Yapılacak iş:
Aşağıdaki bireysel emeklilik yazısının başındaki piyasa şeridinde adı geçen para birimlerini, sayfadaki yazımlarıyla lütfen sıralayın.

Okuma parçası:
• BUGÜNKÜ YENİ ASIR
  • BIST 78.384,78
    EURO 4,4760
    USD 3,8608
    GBP 3,8608
    CHF 3,8608
    JPY 3,8608
Bireysel emeklilikte yeni düzenleme CAHİT SÖNMEZ

Bireysel emeklilikte yeni düzenleme

cahit.sonmez@yeniasir.com.tr Tüm yazıları
Giriş Tarihi: 05.08.2016, 00:00
Daha önce kamuoyuna duyurulduğu gibi belli yaş grubu için bireysel emeklilik sistemi zorunlu hale geliyor yapılacak yasa değişikliği ile... Kısacası zorunlu tasarrufa yöneltilecek çalışanlar.
Zorunlu kelimesini pek sevmediğimiz için ilk başta böyle bir "dayatma" kulağa hoş gelmeyebiliyor. Ancak tasarruf oranımızın göreceli olarak gelişmekte olan ülke ortalamasının hatta OECD ortalamasının çok altında olduğu gerçeğini dikkate aldığımızda hem çalışanlar hem de ülke ekonomisi açısından faydalı olacağı sonucuna varabiliyoruz.
Nedenleri ile bu noktayı açacağız.
Ama tasarı neler getiriyor sorusunu yanıtlayalım öncesinde....

YILBAŞI İTİBARIYLA BAŞLIYOR

Gelecek yılbaşı itibarıyla uygulamaya girecek olan düzenlemeye göre 45 yaşından gün almamış çalışanlar sisteme dahil olacaklar. Tam 45 yaşında olanlar en az 10 yıl katkı yapmak zorunda. Çünkü mevcut yasada emekliliğe hak kazanmak için iki temel koşul yer alıyor.
Birincisi 56 yaş diğeri de 10 yıl katkı yapmış olmak. Tabiki sistem içindeki birisi bu koşulları yerine getirmeden de çıkabilir.

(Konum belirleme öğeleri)
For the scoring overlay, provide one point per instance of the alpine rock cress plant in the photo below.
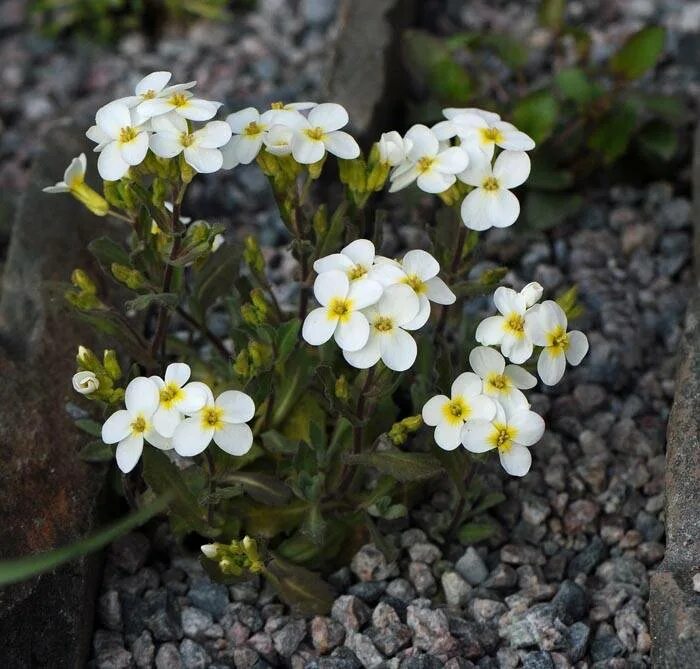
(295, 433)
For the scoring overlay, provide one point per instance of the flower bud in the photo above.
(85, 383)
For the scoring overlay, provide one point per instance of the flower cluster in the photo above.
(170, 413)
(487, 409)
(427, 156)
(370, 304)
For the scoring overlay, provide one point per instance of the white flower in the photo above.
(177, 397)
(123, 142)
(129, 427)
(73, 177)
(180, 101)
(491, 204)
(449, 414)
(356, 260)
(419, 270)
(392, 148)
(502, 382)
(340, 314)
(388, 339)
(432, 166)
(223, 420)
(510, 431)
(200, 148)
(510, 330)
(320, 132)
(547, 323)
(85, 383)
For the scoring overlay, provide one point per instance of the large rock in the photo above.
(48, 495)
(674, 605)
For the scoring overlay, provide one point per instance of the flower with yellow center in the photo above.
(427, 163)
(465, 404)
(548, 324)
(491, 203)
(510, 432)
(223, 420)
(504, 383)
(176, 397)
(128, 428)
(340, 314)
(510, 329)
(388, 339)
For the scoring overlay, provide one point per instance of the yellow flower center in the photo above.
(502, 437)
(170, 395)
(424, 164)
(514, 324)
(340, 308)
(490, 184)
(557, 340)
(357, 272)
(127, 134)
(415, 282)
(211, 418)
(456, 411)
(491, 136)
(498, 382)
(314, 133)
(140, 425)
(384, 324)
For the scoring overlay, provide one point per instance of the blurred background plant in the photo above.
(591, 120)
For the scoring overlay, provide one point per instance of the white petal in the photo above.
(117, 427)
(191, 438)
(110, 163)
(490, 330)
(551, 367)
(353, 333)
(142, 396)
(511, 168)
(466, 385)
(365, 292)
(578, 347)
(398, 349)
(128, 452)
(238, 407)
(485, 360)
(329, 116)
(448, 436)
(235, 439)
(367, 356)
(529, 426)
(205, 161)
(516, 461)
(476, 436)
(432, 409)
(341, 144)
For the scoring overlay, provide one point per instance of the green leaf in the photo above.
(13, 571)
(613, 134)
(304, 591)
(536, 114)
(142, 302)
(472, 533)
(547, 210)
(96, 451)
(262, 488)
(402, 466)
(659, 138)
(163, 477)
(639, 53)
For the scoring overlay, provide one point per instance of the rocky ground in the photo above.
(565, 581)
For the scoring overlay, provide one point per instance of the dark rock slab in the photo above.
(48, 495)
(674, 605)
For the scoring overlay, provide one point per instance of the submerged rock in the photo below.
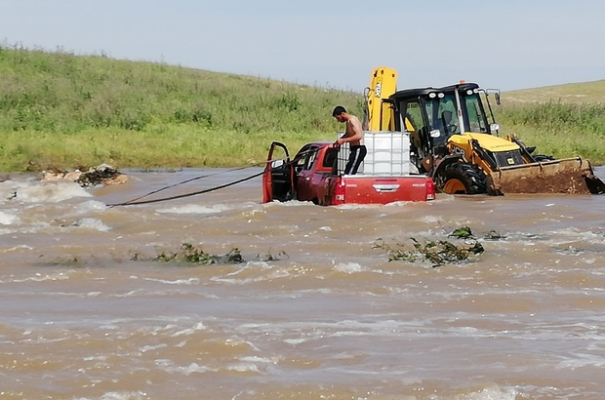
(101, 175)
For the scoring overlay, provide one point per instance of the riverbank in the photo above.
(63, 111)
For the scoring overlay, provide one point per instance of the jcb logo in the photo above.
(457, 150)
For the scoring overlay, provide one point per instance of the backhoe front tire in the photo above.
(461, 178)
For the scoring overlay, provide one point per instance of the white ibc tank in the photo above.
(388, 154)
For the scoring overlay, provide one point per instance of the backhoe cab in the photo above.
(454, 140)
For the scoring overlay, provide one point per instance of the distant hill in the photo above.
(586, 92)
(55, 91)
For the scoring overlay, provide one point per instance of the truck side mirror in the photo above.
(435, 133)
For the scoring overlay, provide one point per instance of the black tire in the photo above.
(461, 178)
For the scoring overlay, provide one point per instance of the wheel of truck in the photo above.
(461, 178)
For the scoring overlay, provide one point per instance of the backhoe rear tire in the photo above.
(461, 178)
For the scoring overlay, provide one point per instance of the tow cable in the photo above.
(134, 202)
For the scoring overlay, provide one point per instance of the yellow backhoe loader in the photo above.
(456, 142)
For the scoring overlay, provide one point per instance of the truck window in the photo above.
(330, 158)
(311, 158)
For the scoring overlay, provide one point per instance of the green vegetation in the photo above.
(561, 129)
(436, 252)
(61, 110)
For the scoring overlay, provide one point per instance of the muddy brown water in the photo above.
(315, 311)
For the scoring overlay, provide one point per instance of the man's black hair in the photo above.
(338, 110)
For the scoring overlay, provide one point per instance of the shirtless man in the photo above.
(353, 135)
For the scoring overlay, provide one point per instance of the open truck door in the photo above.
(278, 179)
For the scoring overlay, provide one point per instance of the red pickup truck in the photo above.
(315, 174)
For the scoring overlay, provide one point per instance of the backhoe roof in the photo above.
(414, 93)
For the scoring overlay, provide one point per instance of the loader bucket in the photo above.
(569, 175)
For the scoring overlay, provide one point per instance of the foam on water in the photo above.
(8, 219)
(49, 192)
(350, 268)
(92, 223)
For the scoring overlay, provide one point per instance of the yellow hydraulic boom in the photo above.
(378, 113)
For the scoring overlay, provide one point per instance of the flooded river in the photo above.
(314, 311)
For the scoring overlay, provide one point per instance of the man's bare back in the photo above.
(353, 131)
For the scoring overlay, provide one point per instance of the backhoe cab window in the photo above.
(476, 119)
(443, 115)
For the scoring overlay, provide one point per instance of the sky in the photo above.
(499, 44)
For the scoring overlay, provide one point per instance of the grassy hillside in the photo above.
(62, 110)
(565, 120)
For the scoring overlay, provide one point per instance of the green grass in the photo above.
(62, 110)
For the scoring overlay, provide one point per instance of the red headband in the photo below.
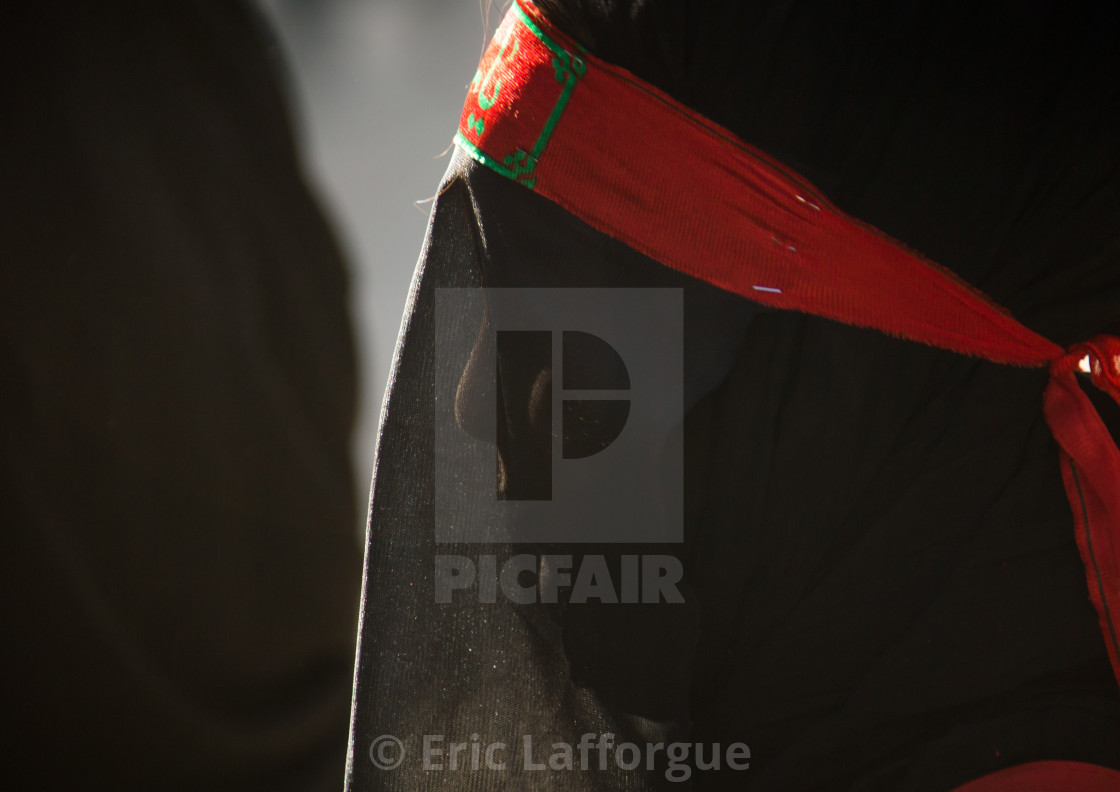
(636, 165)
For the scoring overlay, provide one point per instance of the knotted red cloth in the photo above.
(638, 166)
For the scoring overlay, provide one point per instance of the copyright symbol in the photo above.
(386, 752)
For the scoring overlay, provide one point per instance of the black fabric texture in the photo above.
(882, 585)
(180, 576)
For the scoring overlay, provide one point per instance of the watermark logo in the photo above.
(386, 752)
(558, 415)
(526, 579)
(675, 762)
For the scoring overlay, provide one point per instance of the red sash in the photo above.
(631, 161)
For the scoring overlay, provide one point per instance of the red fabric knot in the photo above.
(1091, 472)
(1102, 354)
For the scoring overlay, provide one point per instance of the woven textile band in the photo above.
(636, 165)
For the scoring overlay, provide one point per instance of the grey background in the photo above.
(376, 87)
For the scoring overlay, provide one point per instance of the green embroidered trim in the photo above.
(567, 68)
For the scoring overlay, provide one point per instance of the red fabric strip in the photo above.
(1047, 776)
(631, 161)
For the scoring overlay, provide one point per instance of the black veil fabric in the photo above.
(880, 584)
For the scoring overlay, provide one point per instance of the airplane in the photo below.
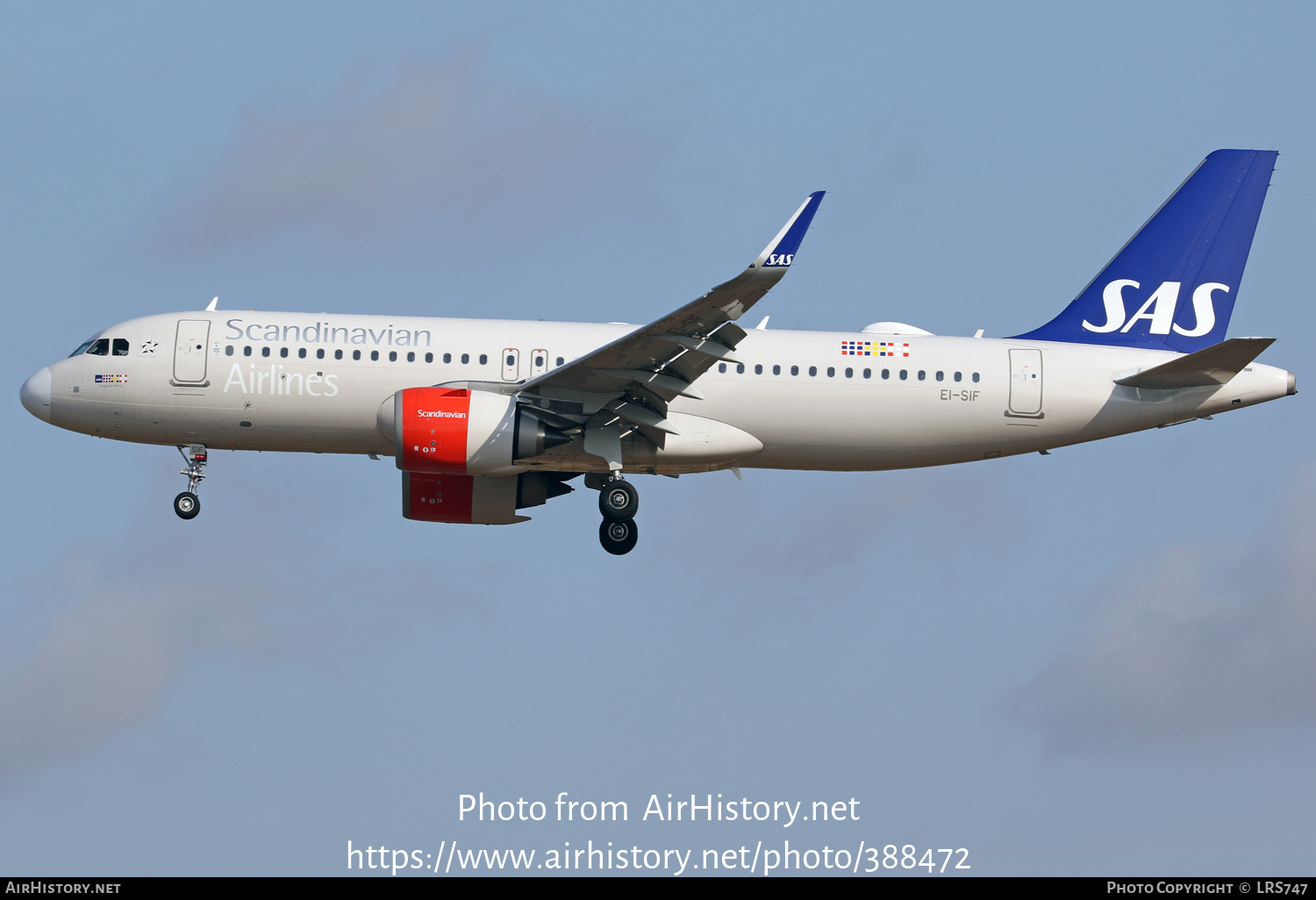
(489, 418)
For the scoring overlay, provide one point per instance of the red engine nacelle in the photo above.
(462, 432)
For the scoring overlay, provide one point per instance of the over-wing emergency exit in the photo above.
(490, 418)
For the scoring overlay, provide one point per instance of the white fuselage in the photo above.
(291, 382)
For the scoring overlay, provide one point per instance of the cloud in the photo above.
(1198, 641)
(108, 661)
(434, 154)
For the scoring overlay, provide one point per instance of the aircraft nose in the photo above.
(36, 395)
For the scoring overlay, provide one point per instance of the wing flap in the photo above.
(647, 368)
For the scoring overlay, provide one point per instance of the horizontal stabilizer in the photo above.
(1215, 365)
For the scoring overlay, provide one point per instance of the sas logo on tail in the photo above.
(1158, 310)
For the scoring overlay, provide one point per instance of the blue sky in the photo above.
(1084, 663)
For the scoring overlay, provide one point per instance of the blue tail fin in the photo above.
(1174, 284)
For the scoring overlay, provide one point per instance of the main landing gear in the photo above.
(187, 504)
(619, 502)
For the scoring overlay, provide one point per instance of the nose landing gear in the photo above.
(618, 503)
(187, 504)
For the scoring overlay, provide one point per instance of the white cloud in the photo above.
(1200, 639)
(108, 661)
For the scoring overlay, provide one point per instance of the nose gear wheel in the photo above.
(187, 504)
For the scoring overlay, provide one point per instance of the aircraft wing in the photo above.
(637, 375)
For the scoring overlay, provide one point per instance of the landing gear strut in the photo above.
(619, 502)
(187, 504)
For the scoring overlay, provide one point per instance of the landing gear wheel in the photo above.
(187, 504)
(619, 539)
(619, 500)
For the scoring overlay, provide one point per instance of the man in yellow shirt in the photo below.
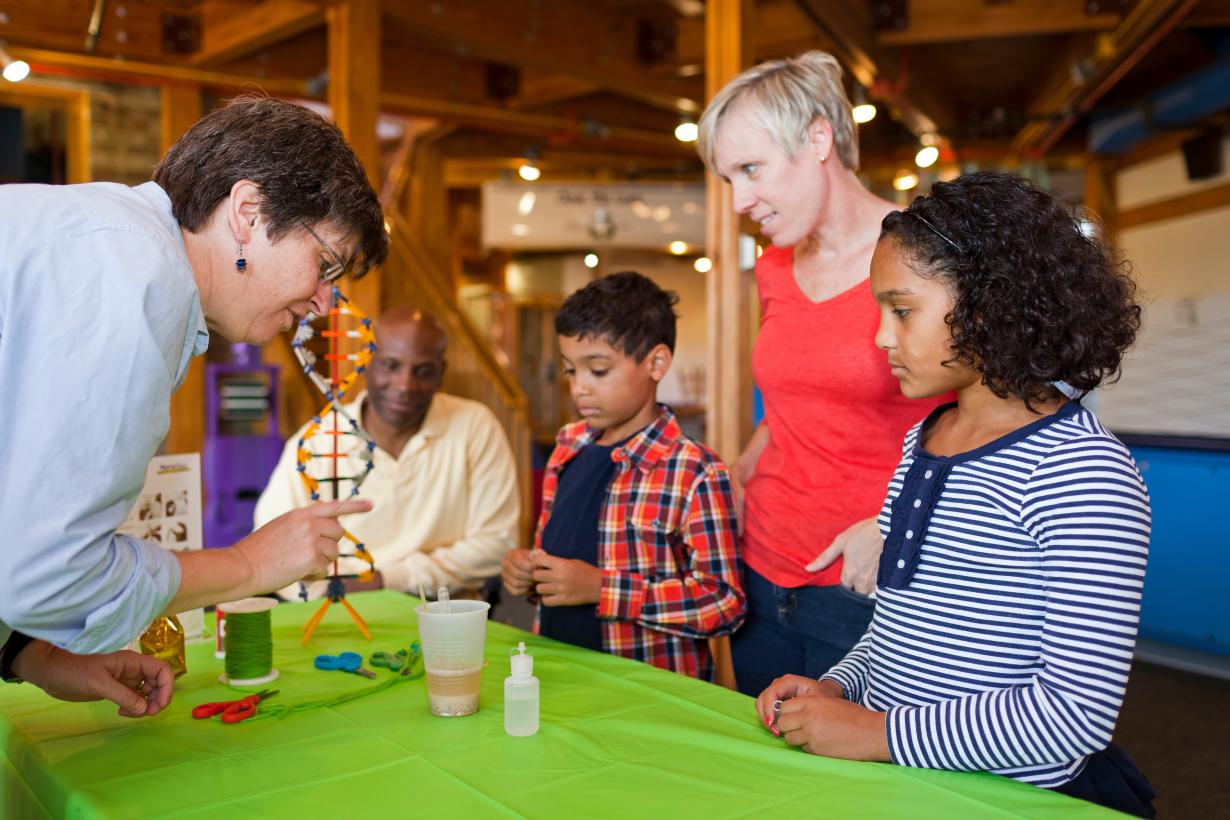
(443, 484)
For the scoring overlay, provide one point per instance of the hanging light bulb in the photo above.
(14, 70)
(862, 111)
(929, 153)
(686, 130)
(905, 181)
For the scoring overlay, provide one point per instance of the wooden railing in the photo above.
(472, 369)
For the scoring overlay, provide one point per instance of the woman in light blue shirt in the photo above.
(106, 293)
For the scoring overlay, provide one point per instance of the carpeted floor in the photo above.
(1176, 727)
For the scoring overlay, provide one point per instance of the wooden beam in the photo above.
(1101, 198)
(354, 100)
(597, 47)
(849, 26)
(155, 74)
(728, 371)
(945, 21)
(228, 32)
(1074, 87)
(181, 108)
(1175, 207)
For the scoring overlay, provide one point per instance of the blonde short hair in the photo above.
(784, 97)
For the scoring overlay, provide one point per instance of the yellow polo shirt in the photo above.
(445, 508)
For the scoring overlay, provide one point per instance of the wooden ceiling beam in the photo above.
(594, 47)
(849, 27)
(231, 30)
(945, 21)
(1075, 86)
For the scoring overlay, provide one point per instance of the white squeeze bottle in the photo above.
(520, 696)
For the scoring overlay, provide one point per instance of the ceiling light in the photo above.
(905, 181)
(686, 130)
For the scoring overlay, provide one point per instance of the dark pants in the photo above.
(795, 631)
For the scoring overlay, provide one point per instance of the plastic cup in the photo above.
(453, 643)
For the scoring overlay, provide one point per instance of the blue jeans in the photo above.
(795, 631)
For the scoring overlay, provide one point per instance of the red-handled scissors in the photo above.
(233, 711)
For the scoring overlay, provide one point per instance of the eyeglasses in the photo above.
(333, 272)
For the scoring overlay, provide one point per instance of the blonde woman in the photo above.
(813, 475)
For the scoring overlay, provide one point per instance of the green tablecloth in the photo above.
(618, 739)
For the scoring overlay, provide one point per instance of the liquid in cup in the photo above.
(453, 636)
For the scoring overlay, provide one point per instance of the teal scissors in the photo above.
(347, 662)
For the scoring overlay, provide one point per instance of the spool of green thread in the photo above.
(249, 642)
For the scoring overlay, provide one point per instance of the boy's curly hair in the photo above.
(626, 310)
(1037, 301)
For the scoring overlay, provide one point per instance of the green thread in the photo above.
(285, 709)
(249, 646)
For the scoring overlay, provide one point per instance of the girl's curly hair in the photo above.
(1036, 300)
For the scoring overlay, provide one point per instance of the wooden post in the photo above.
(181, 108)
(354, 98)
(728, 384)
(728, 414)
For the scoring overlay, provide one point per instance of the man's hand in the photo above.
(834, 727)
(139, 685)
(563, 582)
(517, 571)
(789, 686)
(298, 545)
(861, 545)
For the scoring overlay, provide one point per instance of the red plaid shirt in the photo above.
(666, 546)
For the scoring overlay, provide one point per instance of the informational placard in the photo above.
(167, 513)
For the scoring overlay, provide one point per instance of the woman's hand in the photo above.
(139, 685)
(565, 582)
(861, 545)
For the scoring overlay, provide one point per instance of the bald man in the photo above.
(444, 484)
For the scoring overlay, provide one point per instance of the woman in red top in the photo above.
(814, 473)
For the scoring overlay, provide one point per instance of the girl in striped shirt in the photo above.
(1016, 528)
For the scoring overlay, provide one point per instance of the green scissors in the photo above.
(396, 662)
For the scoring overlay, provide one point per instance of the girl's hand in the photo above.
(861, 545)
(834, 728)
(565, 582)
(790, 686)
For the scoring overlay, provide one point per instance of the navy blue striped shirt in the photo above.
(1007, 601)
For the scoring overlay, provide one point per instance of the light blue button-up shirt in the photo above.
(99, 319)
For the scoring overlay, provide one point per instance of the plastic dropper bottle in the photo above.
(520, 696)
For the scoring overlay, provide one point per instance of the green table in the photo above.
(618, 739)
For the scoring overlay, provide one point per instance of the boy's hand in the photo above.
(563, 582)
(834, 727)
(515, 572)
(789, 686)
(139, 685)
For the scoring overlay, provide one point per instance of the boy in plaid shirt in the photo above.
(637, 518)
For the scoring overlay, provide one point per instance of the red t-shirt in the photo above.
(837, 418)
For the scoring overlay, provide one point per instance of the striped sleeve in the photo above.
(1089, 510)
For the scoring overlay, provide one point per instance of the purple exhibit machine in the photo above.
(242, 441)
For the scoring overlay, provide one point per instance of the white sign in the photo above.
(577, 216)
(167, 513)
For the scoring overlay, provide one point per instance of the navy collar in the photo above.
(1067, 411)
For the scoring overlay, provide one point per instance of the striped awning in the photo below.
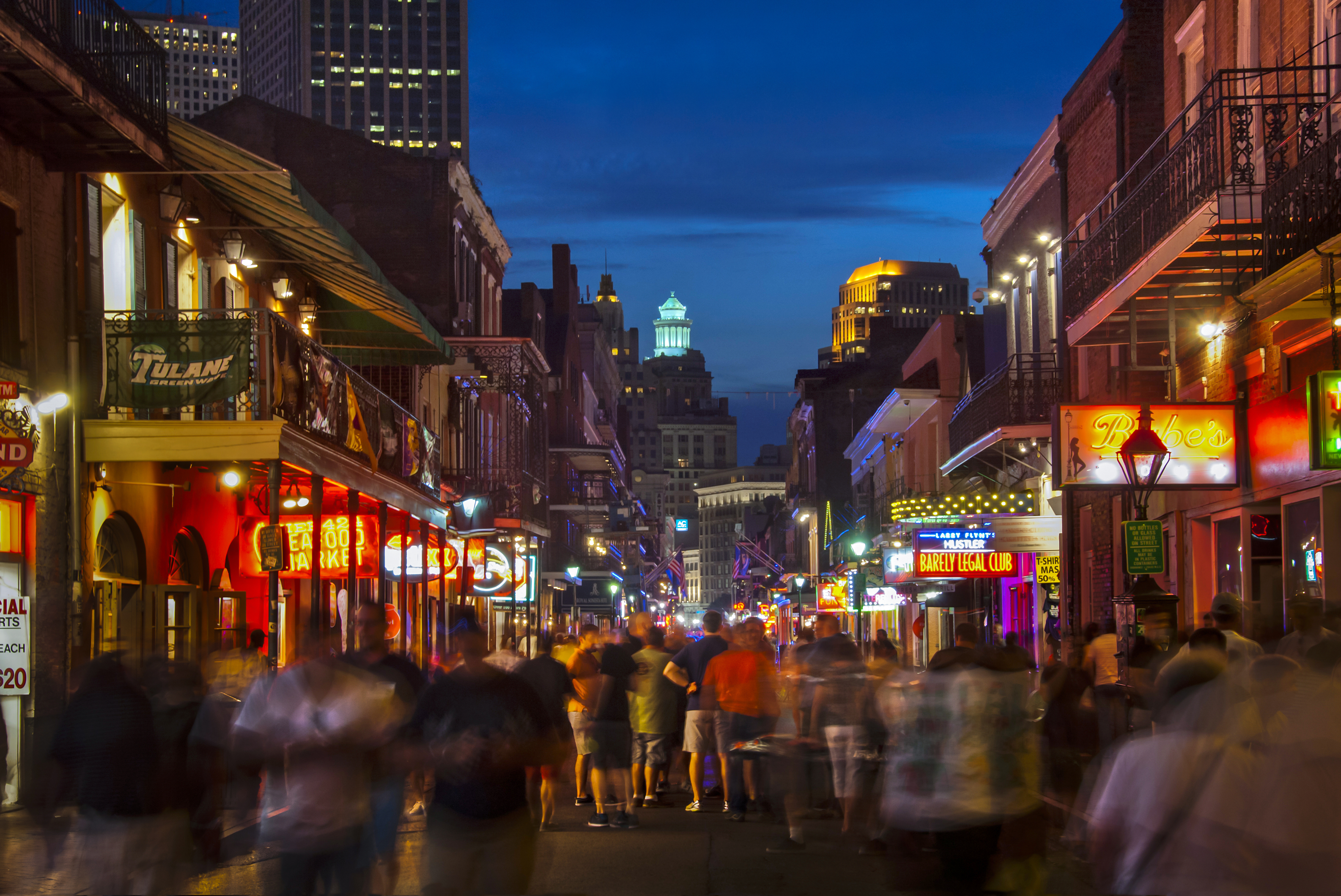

Yazılı çözüm:
EURO, USD, GBP, CHF, JPY